Page extract →
»»

So I have decided to cut to 2 shakes a day - Morning and Night. Then having chicken breast and vegies for lunch. I ate chicken today for lunch, with no fat and no skin. I don’t see the difference between chicken breast and a shake. It has less sugar because I am not adding berries to it and it is just protein. So I am happy to do this. I just can’t do 3 shakes per day while running around after Cooper. I have no energy and no energy means no patience!
Far out day 2 and I am a failure! What am I talking about I failed on day one! LOL
Ok so lets see how this goes! I am not overly concerned, my friend Nicole had her banding done a few years ago and she didn’t do the shakes before and had no issues! So I am sure I will be fine doing 2 a day and only chicken and vegies for one meal!

««

Region pointing entries
»»

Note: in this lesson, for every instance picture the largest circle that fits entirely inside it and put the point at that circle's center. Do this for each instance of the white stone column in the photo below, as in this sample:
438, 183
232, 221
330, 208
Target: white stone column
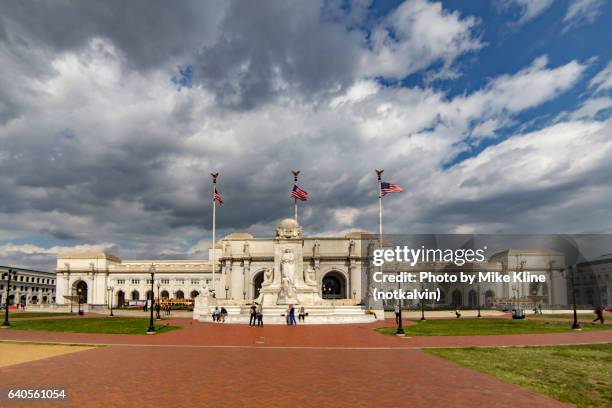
355, 274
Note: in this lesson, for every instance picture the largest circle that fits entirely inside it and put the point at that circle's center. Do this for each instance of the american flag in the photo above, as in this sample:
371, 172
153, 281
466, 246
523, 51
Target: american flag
299, 193
218, 197
386, 188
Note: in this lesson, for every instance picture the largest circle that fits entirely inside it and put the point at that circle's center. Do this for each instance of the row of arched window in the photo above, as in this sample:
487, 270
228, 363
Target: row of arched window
164, 294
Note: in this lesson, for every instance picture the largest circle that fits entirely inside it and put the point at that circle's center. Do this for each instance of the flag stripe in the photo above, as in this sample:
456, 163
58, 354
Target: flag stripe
299, 194
386, 188
218, 197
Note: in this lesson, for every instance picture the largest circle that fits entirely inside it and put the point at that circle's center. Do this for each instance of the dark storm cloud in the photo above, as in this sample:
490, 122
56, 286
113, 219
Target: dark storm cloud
268, 48
148, 32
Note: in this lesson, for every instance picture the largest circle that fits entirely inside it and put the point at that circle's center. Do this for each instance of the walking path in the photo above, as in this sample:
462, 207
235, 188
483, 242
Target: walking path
207, 364
219, 335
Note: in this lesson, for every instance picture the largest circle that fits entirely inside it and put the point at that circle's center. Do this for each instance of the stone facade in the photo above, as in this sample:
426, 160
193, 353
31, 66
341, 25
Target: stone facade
29, 287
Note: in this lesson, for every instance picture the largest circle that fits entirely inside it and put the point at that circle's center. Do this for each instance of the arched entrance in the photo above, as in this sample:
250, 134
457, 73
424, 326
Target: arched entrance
80, 290
472, 299
333, 286
457, 298
489, 294
257, 282
120, 298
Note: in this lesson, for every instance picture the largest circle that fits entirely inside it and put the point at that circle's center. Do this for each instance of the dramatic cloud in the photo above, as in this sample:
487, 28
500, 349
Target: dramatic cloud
414, 36
603, 80
582, 11
108, 131
527, 9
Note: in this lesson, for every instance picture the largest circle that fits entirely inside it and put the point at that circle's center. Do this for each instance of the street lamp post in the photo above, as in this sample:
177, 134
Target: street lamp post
6, 324
151, 326
478, 301
157, 316
110, 299
400, 327
422, 303
79, 291
575, 325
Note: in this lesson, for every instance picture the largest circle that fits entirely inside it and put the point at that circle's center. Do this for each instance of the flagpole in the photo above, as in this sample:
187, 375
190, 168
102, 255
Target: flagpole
379, 174
295, 175
213, 267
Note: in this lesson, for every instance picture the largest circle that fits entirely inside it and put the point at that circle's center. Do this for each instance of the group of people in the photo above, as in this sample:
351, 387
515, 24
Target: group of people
290, 315
256, 315
219, 315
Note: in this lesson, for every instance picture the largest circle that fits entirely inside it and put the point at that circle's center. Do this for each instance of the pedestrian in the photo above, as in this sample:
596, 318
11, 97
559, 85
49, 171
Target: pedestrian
157, 309
253, 316
259, 316
292, 315
599, 315
397, 314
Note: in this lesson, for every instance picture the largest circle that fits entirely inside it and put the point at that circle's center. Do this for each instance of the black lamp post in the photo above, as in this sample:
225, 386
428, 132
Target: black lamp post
151, 326
6, 324
79, 291
478, 302
422, 304
110, 299
575, 325
158, 304
400, 327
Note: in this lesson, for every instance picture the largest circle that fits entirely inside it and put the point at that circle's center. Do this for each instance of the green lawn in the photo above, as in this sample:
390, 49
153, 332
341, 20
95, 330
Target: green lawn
570, 316
113, 325
35, 314
580, 374
476, 327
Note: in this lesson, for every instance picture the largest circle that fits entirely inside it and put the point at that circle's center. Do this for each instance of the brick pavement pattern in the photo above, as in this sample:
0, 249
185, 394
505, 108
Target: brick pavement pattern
357, 335
217, 365
128, 376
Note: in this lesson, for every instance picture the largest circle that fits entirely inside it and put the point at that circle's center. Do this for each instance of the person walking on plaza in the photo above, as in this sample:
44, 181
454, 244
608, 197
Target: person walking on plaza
292, 315
599, 314
253, 316
259, 316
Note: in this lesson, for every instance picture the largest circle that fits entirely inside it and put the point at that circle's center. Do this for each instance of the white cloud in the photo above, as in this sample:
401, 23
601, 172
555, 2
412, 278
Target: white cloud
603, 80
102, 152
582, 11
528, 9
9, 249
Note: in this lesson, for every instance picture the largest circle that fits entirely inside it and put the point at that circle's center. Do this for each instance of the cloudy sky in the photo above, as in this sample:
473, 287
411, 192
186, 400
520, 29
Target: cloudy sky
495, 117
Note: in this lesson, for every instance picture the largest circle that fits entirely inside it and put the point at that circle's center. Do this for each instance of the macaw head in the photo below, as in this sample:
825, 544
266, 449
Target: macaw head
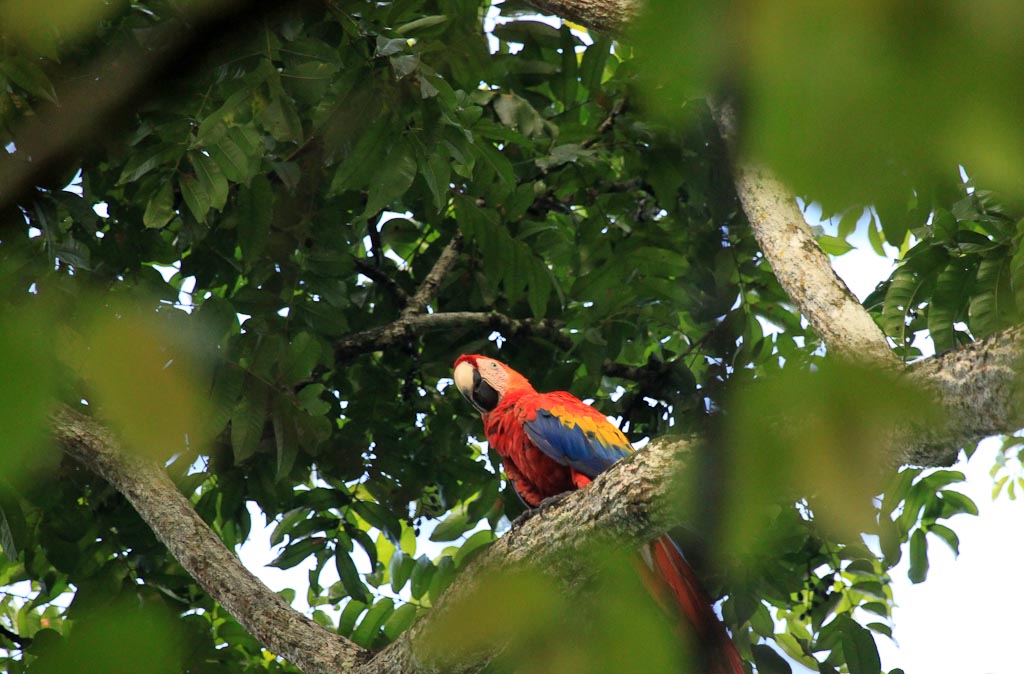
484, 381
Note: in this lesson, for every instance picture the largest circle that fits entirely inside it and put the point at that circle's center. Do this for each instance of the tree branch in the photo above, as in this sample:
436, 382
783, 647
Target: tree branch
378, 275
379, 338
601, 15
266, 616
981, 392
636, 501
801, 266
428, 289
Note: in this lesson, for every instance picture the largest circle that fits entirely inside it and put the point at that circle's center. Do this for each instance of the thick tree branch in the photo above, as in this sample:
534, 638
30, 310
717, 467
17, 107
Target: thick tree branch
801, 266
601, 15
379, 338
981, 392
266, 616
428, 289
636, 501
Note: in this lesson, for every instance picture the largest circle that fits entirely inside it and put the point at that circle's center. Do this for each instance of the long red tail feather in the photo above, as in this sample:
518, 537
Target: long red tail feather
674, 573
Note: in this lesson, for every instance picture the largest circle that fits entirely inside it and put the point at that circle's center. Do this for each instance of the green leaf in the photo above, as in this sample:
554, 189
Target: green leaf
380, 517
399, 621
160, 208
211, 178
143, 161
196, 197
348, 617
452, 527
11, 529
420, 24
437, 172
255, 209
370, 626
955, 503
919, 556
296, 552
991, 303
281, 119
299, 359
286, 441
442, 578
768, 661
248, 421
473, 546
834, 246
400, 567
859, 649
423, 573
948, 302
349, 576
229, 158
390, 180
946, 535
29, 76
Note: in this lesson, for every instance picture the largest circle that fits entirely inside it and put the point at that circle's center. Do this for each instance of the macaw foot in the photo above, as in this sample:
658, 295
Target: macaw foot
545, 505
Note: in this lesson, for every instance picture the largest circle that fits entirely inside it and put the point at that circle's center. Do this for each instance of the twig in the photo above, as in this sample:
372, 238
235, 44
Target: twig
605, 124
428, 289
23, 641
380, 338
375, 241
379, 276
261, 612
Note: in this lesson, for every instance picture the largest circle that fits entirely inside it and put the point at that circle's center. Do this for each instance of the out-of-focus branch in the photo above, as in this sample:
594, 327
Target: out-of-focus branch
265, 615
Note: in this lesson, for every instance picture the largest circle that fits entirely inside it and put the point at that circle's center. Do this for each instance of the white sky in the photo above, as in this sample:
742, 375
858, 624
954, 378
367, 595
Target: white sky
962, 620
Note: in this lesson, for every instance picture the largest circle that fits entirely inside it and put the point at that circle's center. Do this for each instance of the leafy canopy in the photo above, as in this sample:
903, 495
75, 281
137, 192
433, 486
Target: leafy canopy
240, 204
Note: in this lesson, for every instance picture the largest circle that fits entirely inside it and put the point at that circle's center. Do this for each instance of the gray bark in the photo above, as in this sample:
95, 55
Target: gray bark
266, 616
635, 502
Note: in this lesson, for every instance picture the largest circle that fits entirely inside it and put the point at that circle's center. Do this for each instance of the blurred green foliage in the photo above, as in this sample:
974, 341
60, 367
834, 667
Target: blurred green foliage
851, 102
296, 174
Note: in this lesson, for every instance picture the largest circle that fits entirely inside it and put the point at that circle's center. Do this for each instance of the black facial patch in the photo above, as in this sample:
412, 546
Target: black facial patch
484, 397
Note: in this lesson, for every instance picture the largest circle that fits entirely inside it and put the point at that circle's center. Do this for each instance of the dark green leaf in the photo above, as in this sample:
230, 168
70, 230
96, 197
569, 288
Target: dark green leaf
919, 556
349, 576
371, 624
160, 209
768, 661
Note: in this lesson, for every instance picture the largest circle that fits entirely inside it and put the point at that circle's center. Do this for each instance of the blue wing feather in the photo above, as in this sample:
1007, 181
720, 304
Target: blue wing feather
589, 445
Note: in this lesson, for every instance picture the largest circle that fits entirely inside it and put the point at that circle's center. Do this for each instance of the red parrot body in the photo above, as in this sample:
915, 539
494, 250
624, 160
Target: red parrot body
555, 443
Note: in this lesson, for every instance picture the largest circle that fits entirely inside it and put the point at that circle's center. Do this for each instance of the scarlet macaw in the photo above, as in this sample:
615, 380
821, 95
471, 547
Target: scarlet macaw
555, 443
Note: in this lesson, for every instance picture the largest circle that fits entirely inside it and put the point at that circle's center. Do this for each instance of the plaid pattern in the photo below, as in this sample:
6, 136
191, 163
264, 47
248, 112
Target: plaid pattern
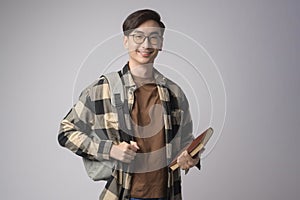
93, 113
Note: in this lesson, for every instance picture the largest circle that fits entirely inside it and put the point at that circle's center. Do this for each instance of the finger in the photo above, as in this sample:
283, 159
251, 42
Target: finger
134, 146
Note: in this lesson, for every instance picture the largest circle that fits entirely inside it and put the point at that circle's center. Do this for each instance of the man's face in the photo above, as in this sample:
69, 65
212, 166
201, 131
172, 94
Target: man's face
143, 43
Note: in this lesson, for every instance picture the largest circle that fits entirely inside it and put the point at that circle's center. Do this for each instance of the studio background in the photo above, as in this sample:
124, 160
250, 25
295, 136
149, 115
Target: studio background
254, 43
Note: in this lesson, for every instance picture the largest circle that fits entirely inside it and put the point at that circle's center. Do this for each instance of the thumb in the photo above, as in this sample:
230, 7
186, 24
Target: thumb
134, 144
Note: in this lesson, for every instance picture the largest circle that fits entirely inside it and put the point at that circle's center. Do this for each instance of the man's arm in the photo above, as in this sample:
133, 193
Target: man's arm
185, 160
76, 127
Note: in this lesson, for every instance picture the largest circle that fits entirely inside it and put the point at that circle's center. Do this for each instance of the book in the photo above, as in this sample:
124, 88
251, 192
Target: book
194, 147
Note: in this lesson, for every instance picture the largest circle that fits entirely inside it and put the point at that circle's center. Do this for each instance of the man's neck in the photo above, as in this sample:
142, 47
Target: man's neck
142, 71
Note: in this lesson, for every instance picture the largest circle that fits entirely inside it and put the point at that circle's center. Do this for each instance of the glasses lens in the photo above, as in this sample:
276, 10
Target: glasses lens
139, 38
154, 39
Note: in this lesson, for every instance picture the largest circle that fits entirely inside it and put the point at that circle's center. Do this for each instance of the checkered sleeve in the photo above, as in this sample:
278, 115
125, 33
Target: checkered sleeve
77, 127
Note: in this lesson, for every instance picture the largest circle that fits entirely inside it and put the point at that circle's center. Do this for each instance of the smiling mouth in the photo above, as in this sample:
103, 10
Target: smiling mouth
145, 53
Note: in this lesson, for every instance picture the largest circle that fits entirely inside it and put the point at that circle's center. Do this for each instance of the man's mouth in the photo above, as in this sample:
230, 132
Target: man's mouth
145, 53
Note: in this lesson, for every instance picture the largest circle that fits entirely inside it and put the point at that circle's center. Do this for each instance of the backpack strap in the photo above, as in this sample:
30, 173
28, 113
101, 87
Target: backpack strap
117, 100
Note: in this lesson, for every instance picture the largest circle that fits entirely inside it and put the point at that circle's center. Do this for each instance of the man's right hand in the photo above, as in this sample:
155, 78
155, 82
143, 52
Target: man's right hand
124, 152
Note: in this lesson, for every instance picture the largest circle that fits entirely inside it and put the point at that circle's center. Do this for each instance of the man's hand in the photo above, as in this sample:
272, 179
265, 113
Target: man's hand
185, 161
124, 152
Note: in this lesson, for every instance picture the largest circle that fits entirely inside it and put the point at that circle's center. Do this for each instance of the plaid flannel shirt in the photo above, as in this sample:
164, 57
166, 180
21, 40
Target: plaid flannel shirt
94, 113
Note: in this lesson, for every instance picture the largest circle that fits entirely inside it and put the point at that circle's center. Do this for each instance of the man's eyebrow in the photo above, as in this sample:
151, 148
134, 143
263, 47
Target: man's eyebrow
141, 32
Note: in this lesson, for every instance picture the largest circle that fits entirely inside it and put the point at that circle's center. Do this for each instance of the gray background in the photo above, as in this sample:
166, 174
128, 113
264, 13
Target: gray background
254, 43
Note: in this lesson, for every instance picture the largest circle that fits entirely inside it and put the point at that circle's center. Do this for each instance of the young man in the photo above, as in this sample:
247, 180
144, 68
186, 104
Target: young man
159, 120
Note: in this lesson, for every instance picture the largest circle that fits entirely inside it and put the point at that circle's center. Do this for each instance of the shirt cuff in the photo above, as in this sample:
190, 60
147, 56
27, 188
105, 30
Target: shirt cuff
104, 150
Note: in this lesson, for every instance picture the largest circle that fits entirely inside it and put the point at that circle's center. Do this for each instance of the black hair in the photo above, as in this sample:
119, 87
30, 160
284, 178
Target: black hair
138, 17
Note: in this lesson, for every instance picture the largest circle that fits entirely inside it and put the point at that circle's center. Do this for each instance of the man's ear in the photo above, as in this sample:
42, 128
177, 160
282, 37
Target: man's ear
125, 42
161, 44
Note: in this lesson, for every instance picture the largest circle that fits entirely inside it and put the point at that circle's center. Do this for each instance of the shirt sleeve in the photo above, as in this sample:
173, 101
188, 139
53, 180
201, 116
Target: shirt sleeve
76, 131
187, 127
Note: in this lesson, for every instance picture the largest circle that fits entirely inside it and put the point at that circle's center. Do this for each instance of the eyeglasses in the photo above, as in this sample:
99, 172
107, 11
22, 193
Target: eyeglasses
139, 38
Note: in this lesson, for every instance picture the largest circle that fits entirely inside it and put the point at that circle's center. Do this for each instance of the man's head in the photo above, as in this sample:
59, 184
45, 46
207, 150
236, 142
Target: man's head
143, 36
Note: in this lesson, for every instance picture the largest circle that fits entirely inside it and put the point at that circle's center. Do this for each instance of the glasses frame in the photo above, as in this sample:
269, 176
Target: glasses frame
148, 38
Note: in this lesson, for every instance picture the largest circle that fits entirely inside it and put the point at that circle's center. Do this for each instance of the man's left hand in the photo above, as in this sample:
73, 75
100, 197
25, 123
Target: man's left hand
185, 160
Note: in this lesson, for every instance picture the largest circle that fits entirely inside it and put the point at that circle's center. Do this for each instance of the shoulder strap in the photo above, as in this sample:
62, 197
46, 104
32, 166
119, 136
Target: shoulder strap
117, 100
116, 88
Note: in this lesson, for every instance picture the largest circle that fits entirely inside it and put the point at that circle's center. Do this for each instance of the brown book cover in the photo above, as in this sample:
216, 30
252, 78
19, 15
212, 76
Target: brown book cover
194, 147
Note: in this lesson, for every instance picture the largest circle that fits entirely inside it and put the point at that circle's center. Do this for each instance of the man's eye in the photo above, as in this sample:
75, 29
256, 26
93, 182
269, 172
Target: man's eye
139, 37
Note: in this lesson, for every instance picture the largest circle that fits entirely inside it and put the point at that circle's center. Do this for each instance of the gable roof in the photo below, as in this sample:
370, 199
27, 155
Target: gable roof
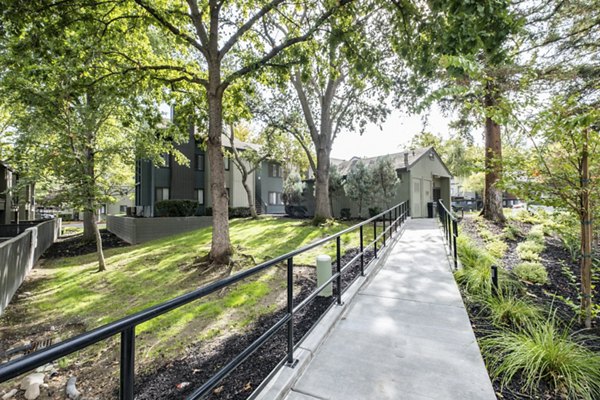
398, 160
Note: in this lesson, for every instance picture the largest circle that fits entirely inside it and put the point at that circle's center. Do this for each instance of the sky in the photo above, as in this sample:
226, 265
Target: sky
393, 137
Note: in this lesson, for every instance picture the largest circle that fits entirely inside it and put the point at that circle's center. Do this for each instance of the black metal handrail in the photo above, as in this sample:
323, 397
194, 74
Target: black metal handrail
396, 216
450, 226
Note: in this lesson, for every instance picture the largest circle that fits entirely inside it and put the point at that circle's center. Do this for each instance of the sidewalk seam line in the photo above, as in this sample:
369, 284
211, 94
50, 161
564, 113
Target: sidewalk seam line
412, 301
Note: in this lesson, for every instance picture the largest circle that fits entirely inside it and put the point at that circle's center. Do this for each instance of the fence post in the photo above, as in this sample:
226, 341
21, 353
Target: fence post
494, 280
454, 236
362, 255
383, 218
338, 263
290, 310
127, 364
375, 237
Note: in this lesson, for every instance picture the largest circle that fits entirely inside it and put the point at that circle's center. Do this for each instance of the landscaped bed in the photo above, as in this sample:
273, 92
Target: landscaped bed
530, 334
177, 352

««

Things to do →
**a)** List every food or drink that the shake diet post names.
**b)** Summarize the shake diet post in two sentences.
Use only the shake diet post to complete the tasks, not the entries.

Responses by item number →
**a)** shakes, chicken breast, vegies, berries

**b)** The writer has decided to cut down to two shakes a day, morning and night, with chicken breast and vegies for lunch, because three shakes a day leaves no energy for running around after Cooper. Though the writer jokes about failing on day one, the writer is not overly concerned, since a friend named Nicole had her banding done without doing the shakes and had no issues.